__WORK TO BE COMPLETED__: Retype the lines from the first one in the records down to the line containing "locate grassy bank", counting both, and leave out any pictures.

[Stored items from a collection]
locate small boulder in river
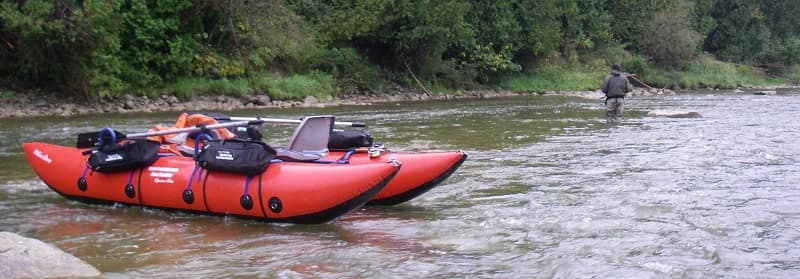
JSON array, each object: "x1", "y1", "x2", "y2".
[
  {"x1": 646, "y1": 110, "x2": 702, "y2": 118},
  {"x1": 752, "y1": 90, "x2": 777, "y2": 95},
  {"x1": 0, "y1": 231, "x2": 101, "y2": 278}
]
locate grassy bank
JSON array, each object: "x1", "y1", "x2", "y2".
[
  {"x1": 162, "y1": 55, "x2": 797, "y2": 101},
  {"x1": 5, "y1": 56, "x2": 794, "y2": 104},
  {"x1": 641, "y1": 56, "x2": 791, "y2": 89},
  {"x1": 491, "y1": 55, "x2": 796, "y2": 93},
  {"x1": 166, "y1": 71, "x2": 337, "y2": 101},
  {"x1": 498, "y1": 66, "x2": 606, "y2": 93}
]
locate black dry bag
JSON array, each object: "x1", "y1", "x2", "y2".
[
  {"x1": 328, "y1": 130, "x2": 373, "y2": 150},
  {"x1": 88, "y1": 140, "x2": 160, "y2": 173},
  {"x1": 195, "y1": 139, "x2": 276, "y2": 175}
]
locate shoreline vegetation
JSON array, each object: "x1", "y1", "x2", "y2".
[
  {"x1": 2, "y1": 56, "x2": 799, "y2": 118},
  {"x1": 2, "y1": 56, "x2": 798, "y2": 118},
  {"x1": 1, "y1": 81, "x2": 797, "y2": 119},
  {"x1": 2, "y1": 1, "x2": 800, "y2": 118}
]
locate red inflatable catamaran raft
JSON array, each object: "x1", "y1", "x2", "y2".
[
  {"x1": 22, "y1": 119, "x2": 402, "y2": 224},
  {"x1": 23, "y1": 142, "x2": 399, "y2": 224},
  {"x1": 216, "y1": 115, "x2": 468, "y2": 206}
]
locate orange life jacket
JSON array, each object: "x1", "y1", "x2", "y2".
[{"x1": 148, "y1": 112, "x2": 236, "y2": 155}]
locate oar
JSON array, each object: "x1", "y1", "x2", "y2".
[
  {"x1": 76, "y1": 120, "x2": 263, "y2": 148},
  {"x1": 215, "y1": 116, "x2": 366, "y2": 128}
]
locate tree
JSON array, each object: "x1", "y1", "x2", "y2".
[
  {"x1": 692, "y1": 0, "x2": 718, "y2": 35},
  {"x1": 0, "y1": 0, "x2": 123, "y2": 98},
  {"x1": 704, "y1": 0, "x2": 771, "y2": 63},
  {"x1": 640, "y1": 0, "x2": 703, "y2": 67},
  {"x1": 462, "y1": 1, "x2": 522, "y2": 80},
  {"x1": 558, "y1": 0, "x2": 613, "y2": 57},
  {"x1": 117, "y1": 0, "x2": 201, "y2": 85},
  {"x1": 289, "y1": 0, "x2": 474, "y2": 85},
  {"x1": 606, "y1": 0, "x2": 661, "y2": 52},
  {"x1": 758, "y1": 0, "x2": 800, "y2": 65},
  {"x1": 511, "y1": 0, "x2": 562, "y2": 71}
]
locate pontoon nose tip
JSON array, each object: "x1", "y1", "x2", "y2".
[{"x1": 21, "y1": 142, "x2": 34, "y2": 153}]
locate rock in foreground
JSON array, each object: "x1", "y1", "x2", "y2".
[{"x1": 0, "y1": 232, "x2": 101, "y2": 278}]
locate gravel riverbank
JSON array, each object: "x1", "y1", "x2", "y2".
[{"x1": 0, "y1": 87, "x2": 683, "y2": 118}]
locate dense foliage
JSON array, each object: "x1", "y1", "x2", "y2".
[
  {"x1": 0, "y1": 0, "x2": 798, "y2": 99},
  {"x1": 639, "y1": 1, "x2": 703, "y2": 68}
]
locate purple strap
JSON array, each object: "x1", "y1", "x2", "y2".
[
  {"x1": 243, "y1": 175, "x2": 253, "y2": 195},
  {"x1": 80, "y1": 164, "x2": 90, "y2": 179},
  {"x1": 127, "y1": 169, "x2": 135, "y2": 185}
]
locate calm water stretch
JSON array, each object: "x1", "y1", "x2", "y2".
[{"x1": 1, "y1": 91, "x2": 799, "y2": 278}]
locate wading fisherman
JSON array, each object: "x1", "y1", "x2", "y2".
[{"x1": 601, "y1": 63, "x2": 632, "y2": 123}]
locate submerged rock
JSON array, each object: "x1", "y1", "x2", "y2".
[
  {"x1": 753, "y1": 90, "x2": 777, "y2": 95},
  {"x1": 646, "y1": 110, "x2": 702, "y2": 118},
  {"x1": 0, "y1": 232, "x2": 101, "y2": 278}
]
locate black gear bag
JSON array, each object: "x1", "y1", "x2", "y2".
[
  {"x1": 87, "y1": 140, "x2": 161, "y2": 173},
  {"x1": 196, "y1": 139, "x2": 276, "y2": 175},
  {"x1": 328, "y1": 130, "x2": 373, "y2": 150}
]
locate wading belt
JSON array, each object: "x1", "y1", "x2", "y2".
[{"x1": 604, "y1": 96, "x2": 624, "y2": 105}]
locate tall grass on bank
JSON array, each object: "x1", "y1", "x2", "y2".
[
  {"x1": 779, "y1": 66, "x2": 800, "y2": 83},
  {"x1": 638, "y1": 56, "x2": 788, "y2": 89},
  {"x1": 498, "y1": 66, "x2": 606, "y2": 92},
  {"x1": 85, "y1": 54, "x2": 800, "y2": 102},
  {"x1": 259, "y1": 72, "x2": 336, "y2": 101},
  {"x1": 494, "y1": 55, "x2": 793, "y2": 94},
  {"x1": 167, "y1": 71, "x2": 337, "y2": 101},
  {"x1": 170, "y1": 78, "x2": 248, "y2": 99}
]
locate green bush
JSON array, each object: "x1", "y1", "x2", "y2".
[
  {"x1": 499, "y1": 65, "x2": 605, "y2": 92},
  {"x1": 118, "y1": 0, "x2": 200, "y2": 84},
  {"x1": 704, "y1": 1, "x2": 772, "y2": 64},
  {"x1": 621, "y1": 54, "x2": 654, "y2": 77},
  {"x1": 783, "y1": 37, "x2": 800, "y2": 65},
  {"x1": 208, "y1": 79, "x2": 250, "y2": 97},
  {"x1": 0, "y1": 1, "x2": 118, "y2": 98},
  {"x1": 265, "y1": 72, "x2": 336, "y2": 100},
  {"x1": 169, "y1": 78, "x2": 204, "y2": 100},
  {"x1": 167, "y1": 77, "x2": 251, "y2": 99},
  {"x1": 644, "y1": 55, "x2": 785, "y2": 89},
  {"x1": 306, "y1": 47, "x2": 386, "y2": 93},
  {"x1": 782, "y1": 66, "x2": 800, "y2": 82},
  {"x1": 639, "y1": 0, "x2": 702, "y2": 68},
  {"x1": 247, "y1": 74, "x2": 275, "y2": 94},
  {"x1": 192, "y1": 52, "x2": 247, "y2": 79},
  {"x1": 231, "y1": 0, "x2": 316, "y2": 73}
]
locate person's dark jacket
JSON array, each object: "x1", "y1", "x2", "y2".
[{"x1": 601, "y1": 71, "x2": 632, "y2": 98}]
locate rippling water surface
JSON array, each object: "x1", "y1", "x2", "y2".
[{"x1": 1, "y1": 91, "x2": 799, "y2": 278}]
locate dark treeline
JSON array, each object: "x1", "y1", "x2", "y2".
[{"x1": 1, "y1": 0, "x2": 799, "y2": 100}]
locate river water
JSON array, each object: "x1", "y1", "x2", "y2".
[{"x1": 1, "y1": 91, "x2": 799, "y2": 278}]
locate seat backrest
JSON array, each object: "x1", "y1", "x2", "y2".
[{"x1": 285, "y1": 115, "x2": 335, "y2": 155}]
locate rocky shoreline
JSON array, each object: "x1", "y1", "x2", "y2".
[
  {"x1": 2, "y1": 84, "x2": 796, "y2": 118},
  {"x1": 0, "y1": 87, "x2": 681, "y2": 118}
]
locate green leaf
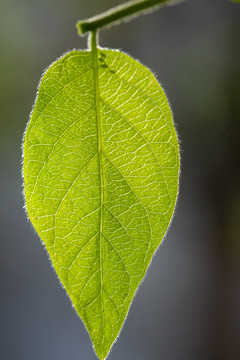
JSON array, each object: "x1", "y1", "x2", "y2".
[{"x1": 23, "y1": 48, "x2": 179, "y2": 359}]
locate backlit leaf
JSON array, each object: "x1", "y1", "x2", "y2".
[{"x1": 23, "y1": 48, "x2": 179, "y2": 359}]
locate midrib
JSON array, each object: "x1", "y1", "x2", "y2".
[{"x1": 91, "y1": 31, "x2": 105, "y2": 349}]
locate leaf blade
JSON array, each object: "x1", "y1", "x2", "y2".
[{"x1": 23, "y1": 49, "x2": 179, "y2": 359}]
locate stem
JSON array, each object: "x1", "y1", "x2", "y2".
[{"x1": 77, "y1": 0, "x2": 178, "y2": 35}]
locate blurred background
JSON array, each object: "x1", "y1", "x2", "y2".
[{"x1": 0, "y1": 0, "x2": 240, "y2": 359}]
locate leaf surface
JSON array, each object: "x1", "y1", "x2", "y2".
[{"x1": 23, "y1": 48, "x2": 179, "y2": 359}]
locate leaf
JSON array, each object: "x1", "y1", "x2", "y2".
[{"x1": 23, "y1": 48, "x2": 179, "y2": 359}]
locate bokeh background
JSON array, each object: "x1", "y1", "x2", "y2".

__OUTPUT BELOW__:
locate small boulder in river
JSON array, each object: "x1", "y1", "x2", "y2".
[
  {"x1": 646, "y1": 110, "x2": 702, "y2": 118},
  {"x1": 752, "y1": 90, "x2": 777, "y2": 95},
  {"x1": 0, "y1": 231, "x2": 101, "y2": 278}
]
locate grassy bank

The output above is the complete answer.